*Problem statement*.
Beginning at whichever line contains "been staring at this and i really need the frosted", reproduce each line of the records below word for word, ending with the last, and add nothing.

*Excerpted data*.
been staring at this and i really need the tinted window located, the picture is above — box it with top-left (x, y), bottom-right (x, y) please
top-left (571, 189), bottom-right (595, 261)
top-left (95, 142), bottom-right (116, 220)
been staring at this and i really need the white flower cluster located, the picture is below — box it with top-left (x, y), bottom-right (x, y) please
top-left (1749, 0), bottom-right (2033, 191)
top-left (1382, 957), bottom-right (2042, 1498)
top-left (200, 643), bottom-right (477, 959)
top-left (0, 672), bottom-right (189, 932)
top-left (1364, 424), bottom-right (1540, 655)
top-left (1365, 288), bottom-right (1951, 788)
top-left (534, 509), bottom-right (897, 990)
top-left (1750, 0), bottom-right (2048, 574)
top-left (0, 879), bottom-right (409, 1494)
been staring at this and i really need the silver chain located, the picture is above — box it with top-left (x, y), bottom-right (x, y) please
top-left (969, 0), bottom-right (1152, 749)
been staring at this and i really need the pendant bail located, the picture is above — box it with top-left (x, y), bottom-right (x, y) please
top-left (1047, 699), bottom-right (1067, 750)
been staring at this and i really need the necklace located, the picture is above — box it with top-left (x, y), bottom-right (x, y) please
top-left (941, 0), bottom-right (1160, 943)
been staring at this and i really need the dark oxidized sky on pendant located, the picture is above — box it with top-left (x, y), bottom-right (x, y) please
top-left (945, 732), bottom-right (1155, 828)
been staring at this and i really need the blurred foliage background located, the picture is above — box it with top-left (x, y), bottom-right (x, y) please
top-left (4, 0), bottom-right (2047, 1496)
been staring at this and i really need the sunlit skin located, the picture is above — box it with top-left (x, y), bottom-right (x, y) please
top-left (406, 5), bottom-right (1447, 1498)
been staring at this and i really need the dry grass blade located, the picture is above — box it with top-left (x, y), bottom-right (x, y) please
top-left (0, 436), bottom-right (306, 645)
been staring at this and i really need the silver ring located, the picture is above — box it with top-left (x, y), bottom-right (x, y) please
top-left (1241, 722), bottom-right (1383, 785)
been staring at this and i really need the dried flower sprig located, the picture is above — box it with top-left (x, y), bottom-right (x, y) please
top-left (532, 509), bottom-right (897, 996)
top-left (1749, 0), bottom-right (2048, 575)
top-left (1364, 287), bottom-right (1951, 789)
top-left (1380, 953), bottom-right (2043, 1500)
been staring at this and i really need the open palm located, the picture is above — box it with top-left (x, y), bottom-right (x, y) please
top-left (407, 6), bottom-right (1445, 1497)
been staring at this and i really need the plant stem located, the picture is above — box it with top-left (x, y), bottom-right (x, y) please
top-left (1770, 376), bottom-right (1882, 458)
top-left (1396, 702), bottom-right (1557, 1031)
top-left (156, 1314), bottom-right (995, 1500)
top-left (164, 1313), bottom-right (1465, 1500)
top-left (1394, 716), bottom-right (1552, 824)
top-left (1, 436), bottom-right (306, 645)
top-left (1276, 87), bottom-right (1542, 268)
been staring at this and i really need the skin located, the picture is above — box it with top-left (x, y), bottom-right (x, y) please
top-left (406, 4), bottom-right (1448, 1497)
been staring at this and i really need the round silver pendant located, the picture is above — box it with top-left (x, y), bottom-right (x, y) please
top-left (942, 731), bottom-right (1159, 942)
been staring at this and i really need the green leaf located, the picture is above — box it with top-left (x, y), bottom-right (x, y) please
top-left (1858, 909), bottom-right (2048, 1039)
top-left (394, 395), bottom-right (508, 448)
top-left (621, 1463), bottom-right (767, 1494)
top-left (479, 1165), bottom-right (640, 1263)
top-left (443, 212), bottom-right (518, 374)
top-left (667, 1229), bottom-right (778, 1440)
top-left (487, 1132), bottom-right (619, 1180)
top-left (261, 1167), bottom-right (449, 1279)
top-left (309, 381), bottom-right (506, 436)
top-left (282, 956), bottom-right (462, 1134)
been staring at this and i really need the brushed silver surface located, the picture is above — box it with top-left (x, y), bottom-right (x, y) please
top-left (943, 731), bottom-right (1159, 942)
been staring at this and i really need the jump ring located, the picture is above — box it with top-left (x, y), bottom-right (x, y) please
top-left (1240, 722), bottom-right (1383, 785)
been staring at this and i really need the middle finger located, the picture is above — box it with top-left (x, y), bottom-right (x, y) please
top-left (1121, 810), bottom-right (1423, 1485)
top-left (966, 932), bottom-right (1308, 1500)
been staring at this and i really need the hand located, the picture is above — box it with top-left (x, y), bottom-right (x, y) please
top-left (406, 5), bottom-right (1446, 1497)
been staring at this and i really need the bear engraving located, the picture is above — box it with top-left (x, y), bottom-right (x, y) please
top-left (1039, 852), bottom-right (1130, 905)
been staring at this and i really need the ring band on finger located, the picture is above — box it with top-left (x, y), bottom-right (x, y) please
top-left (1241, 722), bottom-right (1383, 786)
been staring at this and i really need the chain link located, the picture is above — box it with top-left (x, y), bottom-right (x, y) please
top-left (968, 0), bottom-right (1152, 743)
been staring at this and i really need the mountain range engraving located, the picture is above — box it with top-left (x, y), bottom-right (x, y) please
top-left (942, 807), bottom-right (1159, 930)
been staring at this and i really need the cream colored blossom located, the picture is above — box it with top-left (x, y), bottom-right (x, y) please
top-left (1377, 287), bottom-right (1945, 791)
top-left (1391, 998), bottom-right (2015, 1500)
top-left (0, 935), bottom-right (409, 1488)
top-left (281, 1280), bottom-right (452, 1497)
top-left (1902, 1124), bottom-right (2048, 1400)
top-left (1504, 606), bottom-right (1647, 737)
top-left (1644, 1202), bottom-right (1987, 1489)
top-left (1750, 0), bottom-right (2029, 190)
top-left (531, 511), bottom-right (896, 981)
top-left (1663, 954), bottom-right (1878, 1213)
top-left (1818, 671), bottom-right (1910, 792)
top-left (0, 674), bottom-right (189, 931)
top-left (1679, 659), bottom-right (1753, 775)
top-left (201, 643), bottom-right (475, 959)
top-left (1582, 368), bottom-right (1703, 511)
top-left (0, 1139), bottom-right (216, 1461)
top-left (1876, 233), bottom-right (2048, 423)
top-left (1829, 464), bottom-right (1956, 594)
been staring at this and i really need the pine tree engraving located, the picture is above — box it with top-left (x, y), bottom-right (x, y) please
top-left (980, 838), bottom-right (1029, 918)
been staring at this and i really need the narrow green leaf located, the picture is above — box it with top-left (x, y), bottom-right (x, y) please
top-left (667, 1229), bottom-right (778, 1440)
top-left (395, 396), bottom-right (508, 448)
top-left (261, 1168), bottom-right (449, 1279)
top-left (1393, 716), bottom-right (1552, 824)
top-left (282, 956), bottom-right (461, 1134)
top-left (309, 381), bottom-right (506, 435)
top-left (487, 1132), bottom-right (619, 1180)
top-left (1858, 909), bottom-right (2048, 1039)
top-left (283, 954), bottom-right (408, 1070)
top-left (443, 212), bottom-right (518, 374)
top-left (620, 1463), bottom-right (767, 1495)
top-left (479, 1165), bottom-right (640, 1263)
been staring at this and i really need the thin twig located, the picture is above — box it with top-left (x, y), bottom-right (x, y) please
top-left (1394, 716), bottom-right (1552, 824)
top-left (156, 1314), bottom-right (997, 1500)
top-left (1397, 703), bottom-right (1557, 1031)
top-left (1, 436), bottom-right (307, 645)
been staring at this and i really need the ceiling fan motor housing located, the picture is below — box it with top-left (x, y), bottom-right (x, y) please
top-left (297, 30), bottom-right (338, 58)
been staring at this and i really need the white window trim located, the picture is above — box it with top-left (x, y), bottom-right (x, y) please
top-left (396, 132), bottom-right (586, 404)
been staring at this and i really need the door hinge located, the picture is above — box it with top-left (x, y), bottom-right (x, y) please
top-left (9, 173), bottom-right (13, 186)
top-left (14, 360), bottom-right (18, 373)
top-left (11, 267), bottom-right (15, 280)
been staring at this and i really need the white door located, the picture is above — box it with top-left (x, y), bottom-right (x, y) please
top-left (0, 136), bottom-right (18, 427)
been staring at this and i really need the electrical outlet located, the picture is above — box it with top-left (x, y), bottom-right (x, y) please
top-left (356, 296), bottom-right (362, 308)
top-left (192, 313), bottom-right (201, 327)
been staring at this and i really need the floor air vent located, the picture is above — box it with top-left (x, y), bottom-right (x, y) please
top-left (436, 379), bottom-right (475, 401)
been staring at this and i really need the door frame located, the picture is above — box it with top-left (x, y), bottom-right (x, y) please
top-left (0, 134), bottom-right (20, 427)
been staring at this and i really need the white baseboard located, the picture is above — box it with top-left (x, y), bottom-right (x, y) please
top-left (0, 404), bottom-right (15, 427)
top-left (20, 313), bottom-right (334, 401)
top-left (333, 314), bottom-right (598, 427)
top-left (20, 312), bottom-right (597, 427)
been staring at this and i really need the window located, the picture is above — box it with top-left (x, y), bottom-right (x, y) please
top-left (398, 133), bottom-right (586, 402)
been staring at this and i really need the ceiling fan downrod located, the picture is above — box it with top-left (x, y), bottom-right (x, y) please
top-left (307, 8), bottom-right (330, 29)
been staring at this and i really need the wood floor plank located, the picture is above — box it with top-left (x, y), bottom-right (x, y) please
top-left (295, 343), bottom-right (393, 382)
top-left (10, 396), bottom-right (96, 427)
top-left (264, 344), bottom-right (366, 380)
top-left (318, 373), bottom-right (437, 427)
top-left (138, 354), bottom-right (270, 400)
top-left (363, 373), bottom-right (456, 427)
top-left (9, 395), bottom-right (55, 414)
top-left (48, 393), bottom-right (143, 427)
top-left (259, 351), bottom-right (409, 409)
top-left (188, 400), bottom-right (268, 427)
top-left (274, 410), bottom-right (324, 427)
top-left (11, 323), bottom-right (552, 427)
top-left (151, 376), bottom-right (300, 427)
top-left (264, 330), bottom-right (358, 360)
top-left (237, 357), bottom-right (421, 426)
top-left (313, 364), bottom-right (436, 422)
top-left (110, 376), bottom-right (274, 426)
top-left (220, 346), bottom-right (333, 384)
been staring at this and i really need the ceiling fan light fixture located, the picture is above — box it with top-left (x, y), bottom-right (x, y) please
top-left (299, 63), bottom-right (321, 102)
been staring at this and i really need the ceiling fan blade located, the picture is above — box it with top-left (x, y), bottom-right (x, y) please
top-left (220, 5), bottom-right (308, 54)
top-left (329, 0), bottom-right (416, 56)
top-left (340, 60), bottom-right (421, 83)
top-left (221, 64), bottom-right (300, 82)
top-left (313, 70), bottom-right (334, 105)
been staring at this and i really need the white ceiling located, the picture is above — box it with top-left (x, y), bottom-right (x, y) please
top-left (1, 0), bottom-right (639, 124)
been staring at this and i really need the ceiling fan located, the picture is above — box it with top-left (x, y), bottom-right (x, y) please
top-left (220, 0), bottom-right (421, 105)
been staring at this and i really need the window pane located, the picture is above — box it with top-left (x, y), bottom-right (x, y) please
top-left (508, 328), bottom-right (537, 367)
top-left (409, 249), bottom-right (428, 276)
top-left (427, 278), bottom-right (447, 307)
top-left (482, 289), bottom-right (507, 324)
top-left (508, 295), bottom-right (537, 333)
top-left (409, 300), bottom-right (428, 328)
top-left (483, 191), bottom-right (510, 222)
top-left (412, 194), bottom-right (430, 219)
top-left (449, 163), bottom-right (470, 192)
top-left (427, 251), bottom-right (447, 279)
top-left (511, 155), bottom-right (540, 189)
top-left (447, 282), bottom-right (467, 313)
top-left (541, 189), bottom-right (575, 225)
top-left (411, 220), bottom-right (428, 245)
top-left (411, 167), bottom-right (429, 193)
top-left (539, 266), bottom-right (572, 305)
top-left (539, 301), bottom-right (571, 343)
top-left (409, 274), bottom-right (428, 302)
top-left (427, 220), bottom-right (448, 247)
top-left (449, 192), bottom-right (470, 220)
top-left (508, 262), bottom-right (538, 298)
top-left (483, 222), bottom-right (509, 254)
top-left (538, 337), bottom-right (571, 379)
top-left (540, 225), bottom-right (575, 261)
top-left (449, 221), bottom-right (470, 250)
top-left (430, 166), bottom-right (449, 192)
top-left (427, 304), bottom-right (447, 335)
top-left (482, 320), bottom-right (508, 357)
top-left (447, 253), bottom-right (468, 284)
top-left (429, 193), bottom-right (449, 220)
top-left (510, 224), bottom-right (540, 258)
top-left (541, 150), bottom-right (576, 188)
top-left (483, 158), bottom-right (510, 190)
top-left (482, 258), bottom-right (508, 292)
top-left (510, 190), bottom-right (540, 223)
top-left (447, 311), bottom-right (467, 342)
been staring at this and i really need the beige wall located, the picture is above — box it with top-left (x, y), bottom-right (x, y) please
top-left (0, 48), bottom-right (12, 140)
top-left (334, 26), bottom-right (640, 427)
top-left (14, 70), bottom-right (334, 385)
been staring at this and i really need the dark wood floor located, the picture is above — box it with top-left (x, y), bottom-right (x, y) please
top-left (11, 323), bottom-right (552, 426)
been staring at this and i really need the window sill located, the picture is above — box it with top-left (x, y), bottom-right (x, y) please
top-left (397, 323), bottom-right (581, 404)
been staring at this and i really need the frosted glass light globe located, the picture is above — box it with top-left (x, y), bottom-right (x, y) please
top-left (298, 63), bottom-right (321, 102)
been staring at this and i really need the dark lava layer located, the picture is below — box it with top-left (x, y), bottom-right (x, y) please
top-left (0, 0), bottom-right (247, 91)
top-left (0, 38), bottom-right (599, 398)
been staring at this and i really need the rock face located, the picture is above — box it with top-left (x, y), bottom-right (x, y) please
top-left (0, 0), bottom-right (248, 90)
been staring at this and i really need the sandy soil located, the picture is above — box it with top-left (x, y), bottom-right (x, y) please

*Exercise output*.
been staring at this and i really need the frosted glass light globe located, the picture is above — box it with top-left (x, y), bottom-right (x, y) please
top-left (298, 63), bottom-right (321, 102)
been staring at this and i really need the dark lava layer located, the picture is below — box it with top-left (x, y), bottom-right (x, y) please
top-left (0, 0), bottom-right (247, 91)
top-left (0, 38), bottom-right (599, 398)
been staring at this and i really need the rock face located, the picture is above — box it with top-left (x, y), bottom-right (x, y) please
top-left (0, 0), bottom-right (248, 90)
been staring at this and i really need the sandy soil located, the picture is above — box it with top-left (x, y), bottom-right (x, y) please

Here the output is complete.